[Point-per-instance localization data]
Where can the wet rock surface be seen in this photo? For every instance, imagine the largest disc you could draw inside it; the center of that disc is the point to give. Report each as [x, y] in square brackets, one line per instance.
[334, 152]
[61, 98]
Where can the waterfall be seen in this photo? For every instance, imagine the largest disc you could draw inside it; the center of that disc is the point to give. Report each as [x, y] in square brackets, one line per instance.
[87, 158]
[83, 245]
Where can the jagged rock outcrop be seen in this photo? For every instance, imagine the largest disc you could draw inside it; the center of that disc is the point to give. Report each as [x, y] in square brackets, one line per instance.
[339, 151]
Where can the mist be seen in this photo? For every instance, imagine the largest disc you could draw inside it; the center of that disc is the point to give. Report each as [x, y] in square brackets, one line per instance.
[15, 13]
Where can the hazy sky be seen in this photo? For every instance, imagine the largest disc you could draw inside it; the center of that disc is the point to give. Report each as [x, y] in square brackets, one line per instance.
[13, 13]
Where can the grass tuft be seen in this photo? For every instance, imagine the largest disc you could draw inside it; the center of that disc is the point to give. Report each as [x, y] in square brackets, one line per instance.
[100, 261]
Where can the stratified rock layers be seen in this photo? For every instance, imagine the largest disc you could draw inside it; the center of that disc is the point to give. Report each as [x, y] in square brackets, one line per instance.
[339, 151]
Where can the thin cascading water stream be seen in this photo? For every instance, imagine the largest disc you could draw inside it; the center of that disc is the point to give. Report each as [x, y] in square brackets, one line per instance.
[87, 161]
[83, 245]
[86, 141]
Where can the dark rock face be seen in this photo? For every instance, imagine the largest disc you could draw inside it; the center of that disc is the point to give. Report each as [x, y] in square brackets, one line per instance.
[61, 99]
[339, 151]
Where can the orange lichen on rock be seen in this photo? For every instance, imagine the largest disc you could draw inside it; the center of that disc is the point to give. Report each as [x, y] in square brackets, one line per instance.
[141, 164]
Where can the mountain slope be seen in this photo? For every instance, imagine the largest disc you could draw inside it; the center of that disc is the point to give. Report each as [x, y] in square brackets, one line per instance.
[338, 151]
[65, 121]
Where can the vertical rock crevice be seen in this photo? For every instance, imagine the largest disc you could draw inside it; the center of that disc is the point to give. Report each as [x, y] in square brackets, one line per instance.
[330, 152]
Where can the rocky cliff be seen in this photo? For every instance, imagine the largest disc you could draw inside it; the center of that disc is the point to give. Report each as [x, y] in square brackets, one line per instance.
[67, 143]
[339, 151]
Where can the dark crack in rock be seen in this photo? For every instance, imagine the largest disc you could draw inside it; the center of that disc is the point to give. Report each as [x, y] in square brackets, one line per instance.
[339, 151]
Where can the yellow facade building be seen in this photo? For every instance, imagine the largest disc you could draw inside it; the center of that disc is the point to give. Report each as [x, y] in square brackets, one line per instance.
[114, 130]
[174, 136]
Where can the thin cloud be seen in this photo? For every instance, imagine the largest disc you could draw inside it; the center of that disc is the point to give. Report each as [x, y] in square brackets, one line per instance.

● **Problem requirements**
Each line of the data must be retyped exactly.

● **Result**
Where can the wet rock surface be seen in this photo? For every instance, imagine the largest disc you could draw inside it; the center of that disc is the point to give. Report each as [x, y] in square brackets, one line per instance.
[334, 152]
[61, 98]
Where can the waterfall be seen in this photo? For every instance, imagine the largest disc you could draw inside it; the center of that disc is the point to give. Report each as [x, y] in square brackets, one line per instance.
[87, 158]
[83, 245]
Where can the jagged rock outcrop be seen in this photo? For every instance, imagine the largest disc you could draw inside it; the center of that disc is the point to give. Report each as [x, y] in square brackets, one line per instance.
[339, 151]
Where can the mist be seen in this photo? For every instance, imagine the largest disc you could draw inside it; the center of that disc is the point to give. Report each as [x, y] in square brackets, one line per instance.
[15, 13]
Where can the hazy sky be seen in this photo? For every instance, imagine the largest disc you could draw inside it; the center of that disc is the point to give. Report each as [x, y] in square brackets, one line per instance.
[13, 13]
Where can the grass tuft be seen in this photo? For every instance, imagine the largest disc you could draw inside it; the center of that disc is the point to give. Report each as [x, y] in square brackets, one line per instance.
[100, 261]
Where can the stratified rock layers be seen in this photo? For every instance, imagine the largest disc you could draw inside it; the center of that disc is the point to give. Report each as [x, y] in square brackets, one line per instance.
[339, 151]
Where can the thin cascading water stream be seen in this photo? For every instance, imagine the largest disc you could draw inside it; the center of that disc is the point to give. Report each as [x, y] in square brackets, one line per instance.
[87, 161]
[83, 245]
[86, 141]
Where can the dark rock face be seen in this photo? For every instance, imagine the largest disc you could draw inside it; the center of that disc is the point to give. Report each as [x, y] in square brackets, one line per instance.
[61, 99]
[339, 151]
Where can the orange lichen on rock be seen in this photo? For every instance, imagine the largest disc you could draw inside it; the center of that disc is the point to give. Report each as [x, y] in square brackets, one line per instance.
[141, 164]
Where can the mountain slope be seen in this photo? For every instance, imagine the largest disc you could draw inside it; the center of that disc is the point to give. Report each as [x, y] in square brackets, one line per instance.
[338, 151]
[65, 121]
Where can the vertical rock crevice be seen in this photo? For every instance, imagine the largest disc you could draw inside it; the center of that disc is the point to give. Report each as [x, y] in square brackets, one line per instance.
[330, 152]
Where can the rocky cliff be seen in this photo? For every instance, imagine the largest disc you could draw inside it; the center of that disc is the point to give. Report each as [x, y] in square brackets, one line per instance.
[67, 143]
[339, 151]
Where can the dark crack in rock be seen in this photo? For every instance, imagine the largest disc you could draw inside it; the center of that disc is the point to give. Report each as [x, y] in square brackets, one line per instance.
[339, 151]
Where can the yellow facade building be seen in this photo? For every instance, imagine the largest disc you could draw inside it; the center of that disc is the point to give. Report each as [x, y] in square brackets, one line per instance.
[114, 130]
[174, 136]
Where can the thin cloud be seen in this photo? For every instance, imagine the largest disc you could draw inside it; the center of that disc is the point to give. Report each as [x, y] in square brackets, one line per instance.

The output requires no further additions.